Nanzen ji is one of the most iconic zen temples in Japan, so say thank you to our mentors for welcoming us and teaching us within such distinguished surroundings.  The emperor Kameyama dedicated what was his palace to become a zen temple in 1291.  It has had a hard history from its peak in the late 14th century as the most influential of zen temples.  Much was lost during the battle of onin no ran 1467-1477.  It was reconstructed under the peace formed from the Tokugawa’s absolute power during the 17th century.  Then in the late 19th it suffered during haibutsu-kishaku, the persecution of buddhism.

Nanzen ji has many gardens.The daihojo teien was designed bu koburi enshu in the early edo period.  It’s tiger shaped stones have given it fame.  The shakkei, borrowed landscape from the dainichi mountain, forms the backdrop to the karesansui garden and its minimalism.

The rokudou-tei garden was built in 1967 by katou-zouen.  It expresses the rokudou of buddhism, the circulation of human life through 6 worlds: tenkai (heaven), ningen-kai (earth), shura no sekai (anger), chikshou-kai (slavery), gaki-kai (hunger), and jigoku-kai (hell).  Fragility of the human heart is the theme.

Nanzenin garden is said to be designed by the emperor Kameyama himself.  It is a typical chisen-kaiyuu-shiki style, a pond strolling garden.  The garden is constructed of 2 ponds and a mountain slope.  The upper pond is sogan-ike, shaped liked a dragon.  The lower pond, shinji-ike, has islands in the form of the kanji kokoro, or heart.  Materials used were gathered from across the country: the cherry trees from yoshino, the maples from tatsuta, and the reeds from namba.  The emperor is buried in the rear of the scene.

The shukouen garden was designed in the late 19th century by the tea master, Yabunouchi.  The curves of the streams are combined with beautiful maples whose branches naturally associate with these scenes.  The traditional roji stone arrangements produce tranquility.

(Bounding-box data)
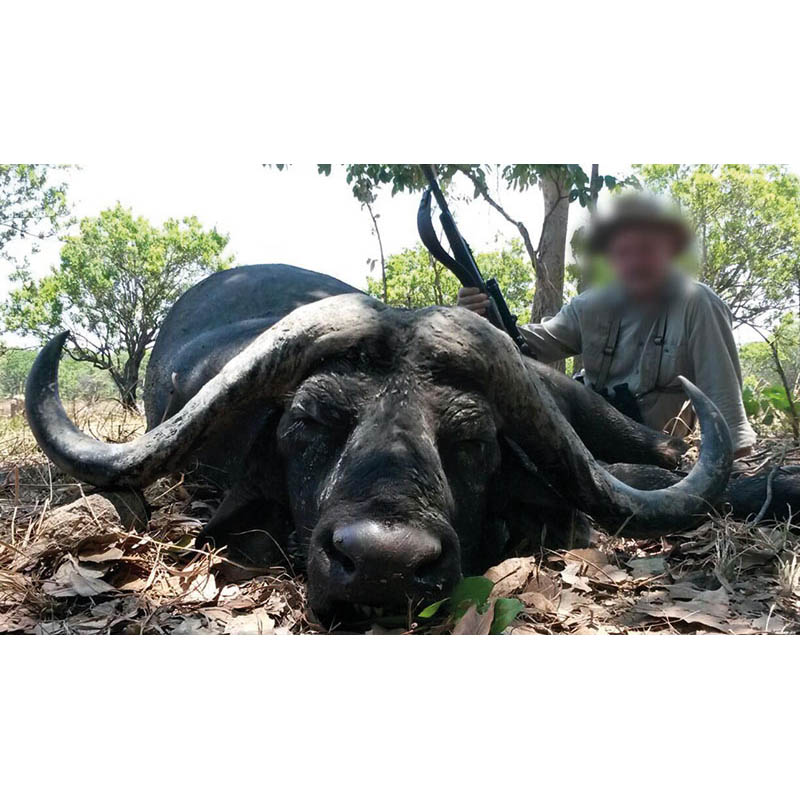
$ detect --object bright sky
[0,161,780,344]
[0,162,582,292]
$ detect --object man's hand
[458,286,489,317]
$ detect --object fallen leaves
[42,553,116,597]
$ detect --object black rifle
[417,164,531,356]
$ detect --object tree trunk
[111,356,144,411]
[572,164,600,375]
[531,171,569,322]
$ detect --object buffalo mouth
[307,520,461,625]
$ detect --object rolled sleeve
[687,285,756,451]
[521,302,581,364]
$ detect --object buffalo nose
[333,520,442,581]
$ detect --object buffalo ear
[491,437,592,553]
[198,414,292,567]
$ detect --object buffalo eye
[283,400,353,436]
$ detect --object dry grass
[0,405,800,635]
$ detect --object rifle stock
[417,164,531,356]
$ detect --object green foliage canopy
[634,164,800,323]
[0,348,117,400]
[0,164,68,257]
[5,204,231,406]
[367,239,533,323]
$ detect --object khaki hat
[588,192,692,255]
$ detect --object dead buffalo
[26,264,792,616]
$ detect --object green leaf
[489,597,525,635]
[742,386,761,417]
[449,575,494,619]
[417,597,450,619]
[763,386,792,414]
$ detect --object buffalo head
[27,294,731,614]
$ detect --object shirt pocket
[656,339,692,391]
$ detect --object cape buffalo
[26,264,792,616]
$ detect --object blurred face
[608,228,675,301]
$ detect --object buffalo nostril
[328,529,356,572]
[331,520,442,579]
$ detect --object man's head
[590,194,690,301]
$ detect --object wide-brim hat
[588,192,692,255]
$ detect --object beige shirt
[522,277,756,450]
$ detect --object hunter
[458,193,756,457]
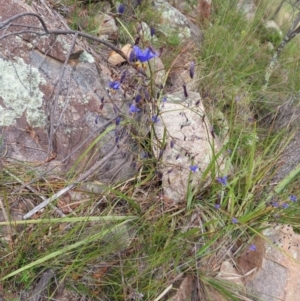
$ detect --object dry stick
[0,13,129,62]
[3,168,66,217]
[28,269,54,301]
[11,117,116,194]
[23,139,124,219]
[48,33,78,156]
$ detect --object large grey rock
[153,91,225,202]
[0,0,135,182]
[238,224,300,301]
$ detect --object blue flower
[190,165,199,173]
[190,62,195,79]
[116,116,121,125]
[133,46,158,63]
[129,103,141,113]
[249,244,256,251]
[152,115,159,123]
[231,217,239,224]
[150,26,155,37]
[109,80,121,90]
[135,94,142,103]
[217,176,228,186]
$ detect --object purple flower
[129,103,141,113]
[129,50,136,63]
[190,165,199,173]
[118,3,125,14]
[182,84,189,98]
[152,115,159,123]
[249,244,256,251]
[133,46,158,63]
[116,116,121,125]
[120,71,126,84]
[217,176,228,186]
[109,80,121,90]
[231,217,239,224]
[150,26,155,37]
[190,62,195,78]
[135,94,142,103]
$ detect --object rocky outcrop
[0,0,138,182]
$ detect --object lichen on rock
[0,58,46,127]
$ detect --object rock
[153,91,224,202]
[95,12,118,40]
[0,0,135,183]
[216,260,244,288]
[238,225,300,301]
[108,44,132,66]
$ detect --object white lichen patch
[79,51,95,63]
[0,58,46,127]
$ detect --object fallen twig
[23,140,124,219]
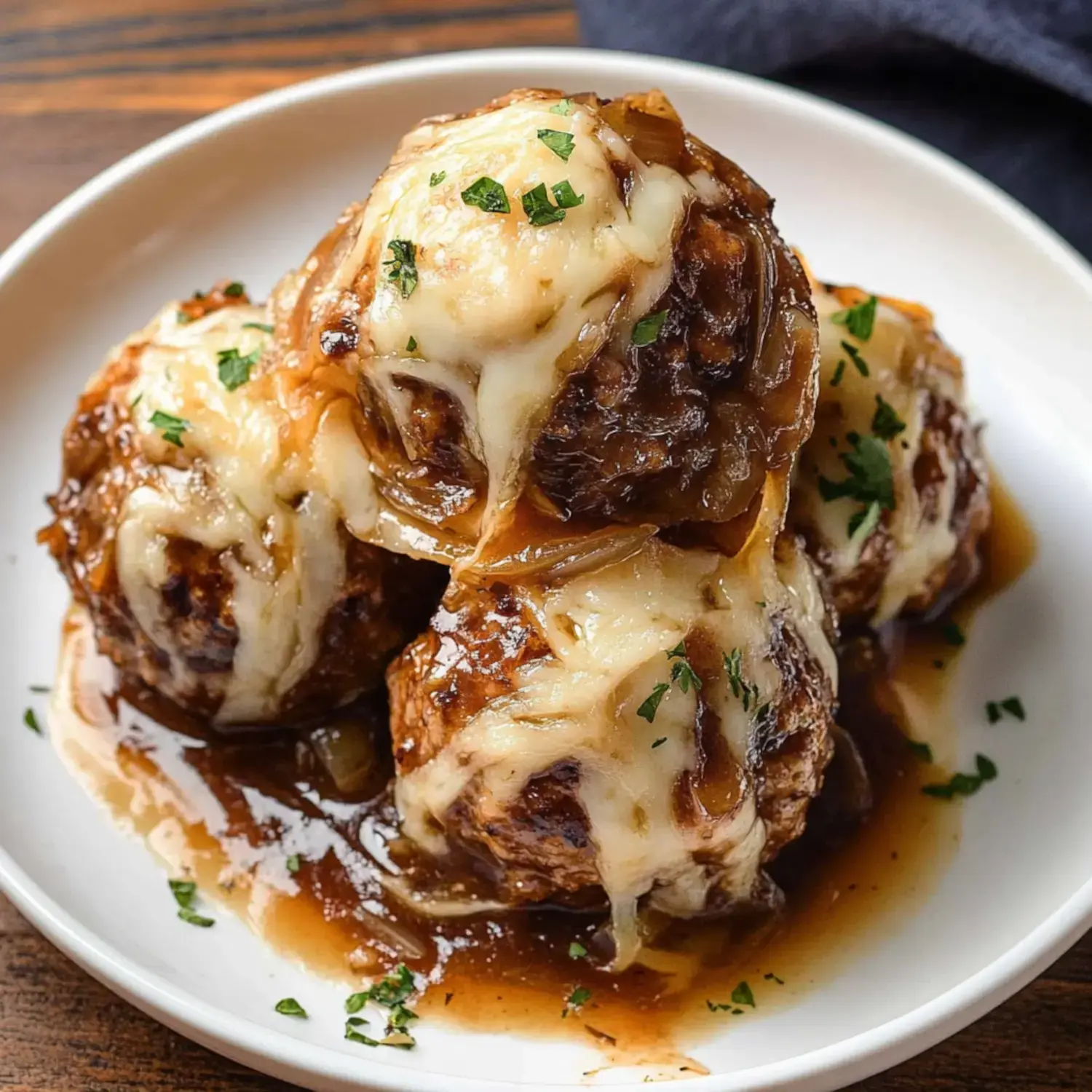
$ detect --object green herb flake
[460,175,513,213]
[630,310,668,347]
[637,683,672,724]
[550,178,585,209]
[149,410,190,448]
[873,395,906,440]
[922,755,997,801]
[384,240,417,299]
[520,183,565,227]
[842,342,869,376]
[216,349,262,391]
[539,129,576,163]
[830,296,877,341]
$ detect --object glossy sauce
[50,486,1034,1076]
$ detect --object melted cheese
[395,524,836,969]
[325,98,694,550]
[793,290,960,625]
[112,306,378,721]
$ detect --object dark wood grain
[0,0,1092,1092]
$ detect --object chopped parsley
[150,410,190,448]
[873,395,906,440]
[561,986,592,1020]
[167,880,216,930]
[520,183,565,227]
[630,310,668,345]
[539,129,574,163]
[637,683,672,724]
[216,349,262,391]
[842,342,869,376]
[830,296,877,341]
[906,740,933,762]
[550,178,585,209]
[460,175,513,213]
[668,641,701,694]
[819,432,895,509]
[922,755,997,801]
[384,240,417,299]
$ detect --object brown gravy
[50,476,1034,1057]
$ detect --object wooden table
[0,0,1092,1092]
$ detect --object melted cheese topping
[395,529,836,969]
[793,288,961,625]
[325,98,690,546]
[113,306,378,722]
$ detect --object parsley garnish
[150,410,190,448]
[550,178,585,209]
[561,986,592,1020]
[520,183,565,227]
[842,342,869,376]
[830,296,876,341]
[539,129,574,163]
[630,312,668,345]
[384,240,417,299]
[906,740,933,762]
[668,641,701,694]
[637,683,672,724]
[819,432,895,509]
[873,395,906,440]
[216,349,262,391]
[460,175,511,213]
[922,755,997,801]
[167,880,216,930]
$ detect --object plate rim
[0,47,1092,1092]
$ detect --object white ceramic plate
[0,50,1092,1092]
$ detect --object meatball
[277,91,817,572]
[41,286,446,723]
[388,539,836,967]
[790,286,991,626]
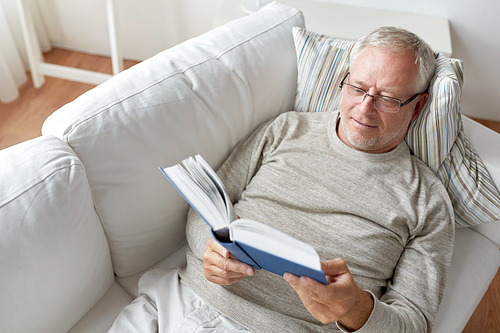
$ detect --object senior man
[111,27,454,333]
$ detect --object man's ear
[411,93,429,121]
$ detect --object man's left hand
[283,259,373,330]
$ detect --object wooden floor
[0,49,500,333]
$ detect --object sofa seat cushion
[68,282,133,333]
[433,228,500,333]
[0,136,114,333]
[42,3,304,277]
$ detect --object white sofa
[0,4,500,333]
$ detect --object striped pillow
[292,27,355,112]
[292,28,500,227]
[406,53,500,227]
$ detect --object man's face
[338,47,427,153]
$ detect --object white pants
[108,269,249,333]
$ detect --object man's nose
[359,94,376,113]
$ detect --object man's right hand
[203,238,255,285]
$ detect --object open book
[160,155,326,283]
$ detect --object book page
[231,219,321,270]
[160,159,231,229]
[196,155,238,221]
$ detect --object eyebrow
[350,79,401,100]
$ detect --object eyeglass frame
[339,72,422,113]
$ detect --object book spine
[210,230,261,269]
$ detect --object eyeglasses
[340,73,420,113]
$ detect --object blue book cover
[160,155,327,284]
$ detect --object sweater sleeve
[186,116,280,259]
[346,181,455,333]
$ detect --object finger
[321,258,349,277]
[203,238,255,278]
[283,273,338,324]
[207,237,231,258]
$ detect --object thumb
[321,258,349,276]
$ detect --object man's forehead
[349,47,418,96]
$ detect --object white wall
[45,0,500,121]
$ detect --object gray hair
[349,27,436,93]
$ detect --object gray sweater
[180,112,454,333]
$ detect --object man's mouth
[352,118,377,128]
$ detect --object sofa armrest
[0,136,114,333]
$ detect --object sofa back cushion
[42,3,304,277]
[0,136,114,333]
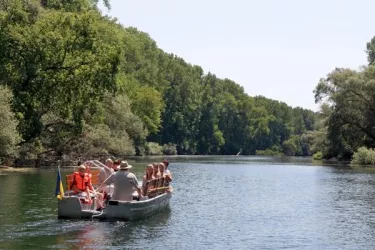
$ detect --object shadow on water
[0,156,375,249]
[0,207,171,249]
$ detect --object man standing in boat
[98,161,142,201]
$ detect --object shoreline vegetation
[0,0,375,167]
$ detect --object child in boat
[72,165,103,209]
[142,164,155,195]
[152,163,160,179]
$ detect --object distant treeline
[0,0,320,165]
[314,37,375,162]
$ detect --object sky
[101,0,375,111]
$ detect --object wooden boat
[93,189,172,221]
[57,163,100,219]
[58,160,173,221]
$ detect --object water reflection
[56,208,171,249]
[0,156,375,249]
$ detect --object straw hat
[120,161,132,169]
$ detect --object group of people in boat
[71,159,172,210]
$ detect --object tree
[0,2,122,154]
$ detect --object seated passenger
[113,160,121,172]
[142,164,155,196]
[72,165,103,209]
[152,163,160,179]
[163,159,172,179]
[71,165,90,196]
[98,161,143,201]
[99,158,113,185]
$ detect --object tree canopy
[0,0,320,164]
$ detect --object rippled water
[0,157,375,249]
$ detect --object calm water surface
[0,157,375,249]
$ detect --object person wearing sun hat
[98,161,142,201]
[113,160,121,172]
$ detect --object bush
[145,142,163,155]
[350,147,375,166]
[163,143,177,155]
[313,151,323,160]
[0,86,21,159]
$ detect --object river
[0,156,375,249]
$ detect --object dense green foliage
[314,38,375,162]
[351,147,375,166]
[0,0,320,164]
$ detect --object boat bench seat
[144,177,169,198]
[65,169,100,191]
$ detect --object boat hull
[57,196,100,219]
[93,192,172,221]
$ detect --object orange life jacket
[72,172,90,191]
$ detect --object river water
[0,157,375,249]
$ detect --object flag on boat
[55,166,64,200]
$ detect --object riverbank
[0,166,40,174]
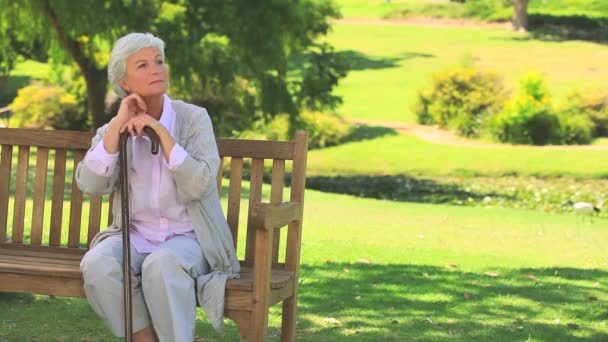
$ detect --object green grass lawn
[335,0,608,20]
[308,135,608,178]
[329,23,608,123]
[0,191,608,341]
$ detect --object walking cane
[120,127,159,342]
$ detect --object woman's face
[120,47,169,97]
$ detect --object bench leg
[281,294,297,342]
[251,229,273,342]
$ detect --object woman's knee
[80,249,121,279]
[142,249,180,282]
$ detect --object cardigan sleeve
[75,124,119,196]
[172,107,220,204]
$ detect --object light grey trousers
[80,236,208,342]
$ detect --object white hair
[108,33,165,97]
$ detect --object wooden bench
[0,128,307,341]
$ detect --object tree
[513,0,528,31]
[0,0,345,131]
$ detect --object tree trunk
[38,0,109,128]
[81,68,110,129]
[513,0,528,31]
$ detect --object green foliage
[296,43,348,110]
[562,91,608,137]
[10,84,87,130]
[558,113,593,145]
[489,73,559,145]
[0,0,345,131]
[415,67,506,136]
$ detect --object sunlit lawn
[329,23,608,123]
[308,135,608,178]
[0,191,608,341]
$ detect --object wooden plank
[270,159,285,265]
[49,149,66,246]
[216,157,224,197]
[0,253,80,268]
[0,145,13,242]
[12,145,30,243]
[31,147,49,245]
[68,150,85,247]
[227,157,243,249]
[245,158,264,260]
[218,139,294,160]
[281,131,308,341]
[0,242,87,260]
[108,191,114,226]
[251,220,274,341]
[0,128,95,150]
[0,273,85,298]
[87,196,103,247]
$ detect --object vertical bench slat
[245,158,264,261]
[49,148,66,246]
[227,157,243,248]
[31,147,49,245]
[108,191,114,226]
[281,131,308,341]
[270,159,285,265]
[217,157,224,198]
[13,145,30,243]
[68,150,86,247]
[0,145,13,242]
[87,196,102,247]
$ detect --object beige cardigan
[76,100,240,331]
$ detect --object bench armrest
[251,202,302,230]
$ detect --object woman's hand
[116,93,147,128]
[120,113,175,163]
[103,93,148,154]
[120,113,164,136]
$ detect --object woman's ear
[118,80,131,93]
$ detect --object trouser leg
[80,236,150,337]
[142,236,206,342]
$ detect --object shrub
[9,84,88,130]
[489,73,559,145]
[562,91,608,137]
[415,67,507,136]
[559,113,593,145]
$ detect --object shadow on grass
[306,175,508,204]
[0,260,608,341]
[342,125,399,143]
[298,263,608,341]
[338,50,435,70]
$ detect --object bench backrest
[0,128,307,270]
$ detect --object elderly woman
[76,33,239,341]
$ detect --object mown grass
[308,135,608,178]
[329,23,608,123]
[0,191,608,341]
[335,0,608,21]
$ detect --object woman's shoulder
[172,100,209,119]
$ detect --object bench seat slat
[0,128,95,150]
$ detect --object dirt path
[347,119,608,151]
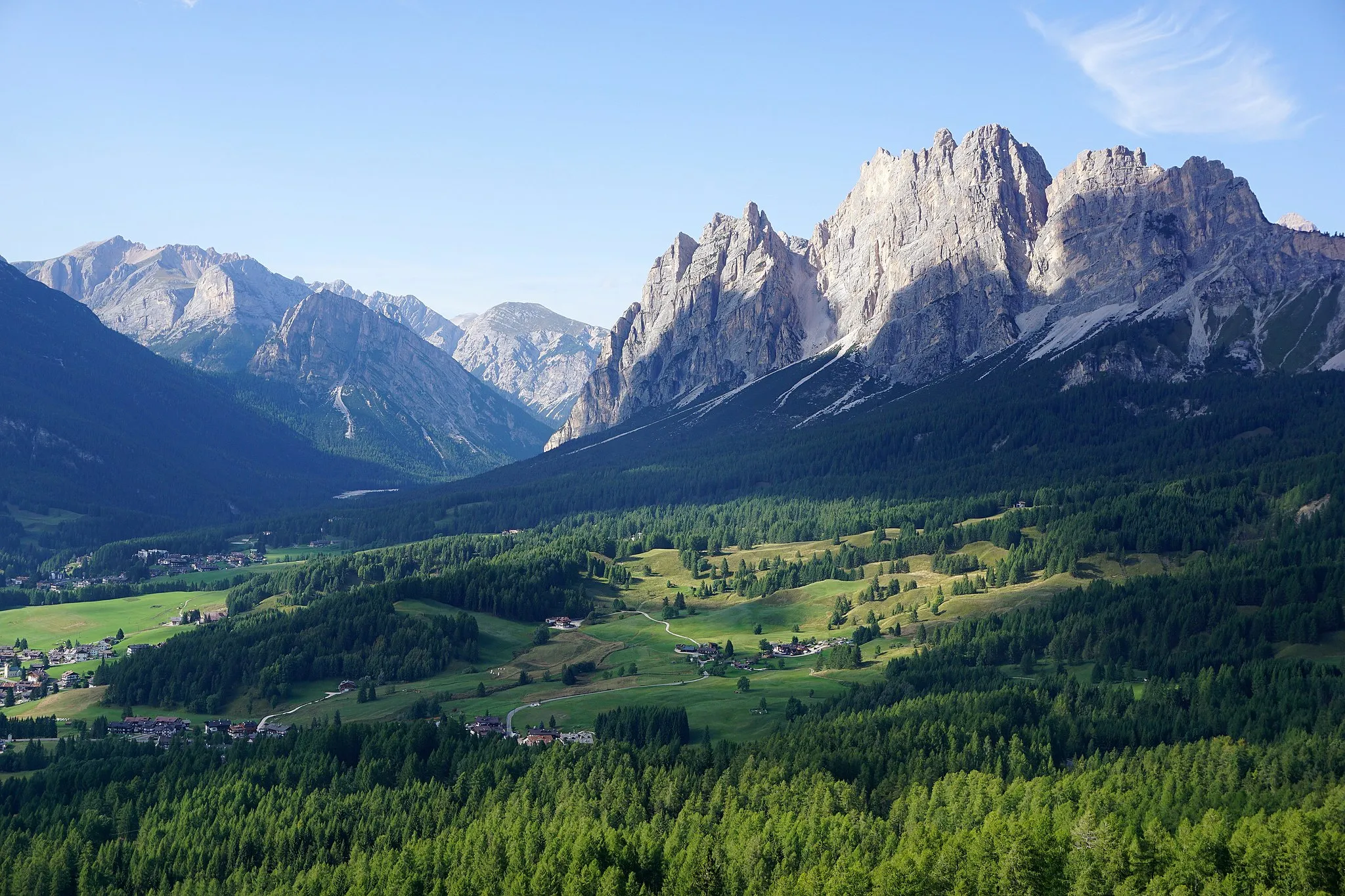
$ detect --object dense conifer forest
[0,368,1345,896]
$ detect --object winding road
[506,672,710,736]
[257,691,345,728]
[631,610,701,646]
[504,601,710,735]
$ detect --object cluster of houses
[97,716,290,747]
[108,716,191,748]
[672,641,722,662]
[4,543,263,591]
[5,572,127,591]
[467,716,593,747]
[206,719,293,743]
[518,727,593,747]
[0,647,83,705]
[164,607,229,626]
[47,637,117,666]
[771,637,851,657]
[136,548,265,578]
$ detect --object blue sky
[0,0,1345,325]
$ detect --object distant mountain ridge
[549,125,1345,447]
[248,291,550,479]
[15,236,309,372]
[16,236,607,427]
[0,255,393,534]
[453,302,607,426]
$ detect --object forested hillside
[0,263,1345,896]
[0,486,1345,896]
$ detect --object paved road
[504,672,710,735]
[504,601,710,735]
[257,691,343,728]
[631,610,701,646]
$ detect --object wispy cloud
[1028,4,1300,140]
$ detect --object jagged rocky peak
[811,125,1050,379]
[453,302,608,427]
[550,203,835,444]
[552,125,1345,444]
[248,290,550,475]
[23,236,308,371]
[311,280,463,352]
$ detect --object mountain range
[15,236,604,479]
[0,259,399,529]
[549,125,1345,447]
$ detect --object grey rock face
[20,236,309,371]
[810,125,1050,381]
[549,204,835,446]
[308,280,463,353]
[248,291,549,475]
[549,125,1345,446]
[451,302,608,425]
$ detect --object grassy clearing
[1269,631,1345,666]
[4,503,85,532]
[0,591,225,674]
[5,687,114,720]
[267,544,349,563]
[12,530,1189,739]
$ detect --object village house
[560,731,596,744]
[519,728,561,747]
[108,716,191,738]
[467,716,504,738]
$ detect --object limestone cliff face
[308,280,463,352]
[22,236,309,371]
[549,125,1345,446]
[549,204,835,444]
[810,125,1050,381]
[451,302,608,426]
[248,291,550,475]
[1019,146,1345,383]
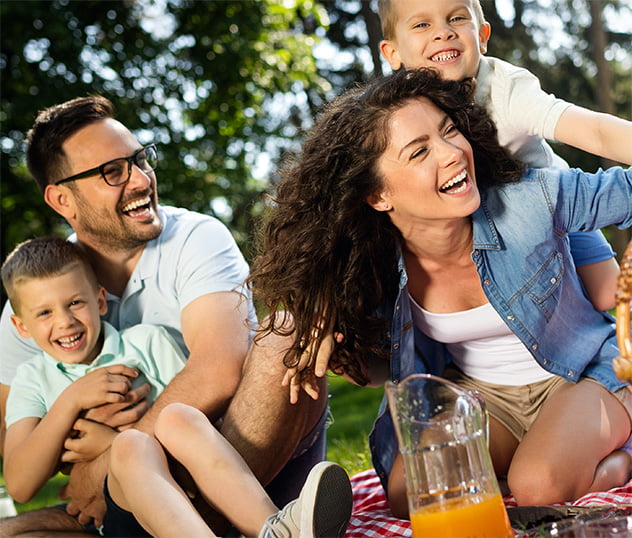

◆ **SET TASKS**
**A)** Rewrite the paragraph of the Nanzen ji passage that begins "Nanzenin garden is said to be designed" as a bulleted list, keeping its main facts.
**B)** According to the Nanzen ji passage, in what year did the emperor Kameyama dedicate his palace to become a zen temple?
**C)** Resume the Nanzen ji passage, starting after its final sentence.
This data has no connection to the Nanzen ji passage.

◆ **RESULTS OF THE TASKS**
**A)**
- Said to have been designed by the emperor Kameyama himself
- A typical chisen-kaiyuu-shiki style, or pond strolling garden
- Made up of two ponds and a mountain slope
- Upper pond, sogan-ike, is shaped like a dragon
- Lower pond, shinji-ike, has islands in the form of the kanji kokoro, or heart
- Materials gathered from across the country: cherry trees from yoshino, maples from tatsuta, reeds from namba
- The emperor is buried at the rear of the scene

**B)** 1291

**C)**
in spring maples and azaleas are pruned.  Pines may also be pruned, but usually the evergreen maintenance is undertaken in summer.  Pine trees are hand picked in autumn, leaving between 10 and 15 needles on each branch.  This technique is known as ha-mushiri.  Eda oroshi is the term given to the removal of dead branches during the winter of pine trees, cedars, and cypresses, simulating the natural pruning from the mountain winds. Kangoe is the term for the feeding of trees, and this takes the form of a winter mulch, particularly important for the flowering trees.

Mosses can be trimmed in the spring if the growth is too vigorous, and weeded or cut moss can be transplanted to where it is required.  There are many types of moss cultivated in Japan.  The main types in and around Nanzen ji are sugi goke, hosoba shiraga goke (narrow leaf white haired), manjuu goke , kobano chouchin goke (small leafed lantern moss, and hinoki goke (cypress moss).  These have associations which work harmoniously.  The knowledge of natural associations and man made associations, and the horticultural skills invested in the nurturing of moss are very specialist.

FIrstly we had a tour of Nanzen ji which developed our knowledge of the history of the place.  The architecture in Nanzen ji is arranged in a straight line, so one must pass through each building to reach the gardens at summit.  Interestingly the gate to the temples is only opened for the emperor.  The buildings have links to historic chinese ceremonial buildings.  New dwellings were created for each new emporer, creating distinct imperial (Gosho) architecture that was spread among many locations.  White sand and the greenness of leaves are symbols of purity in Zen.  Nanzen ji was much larger historically, and incorporated many gardens and temples in the vicinity.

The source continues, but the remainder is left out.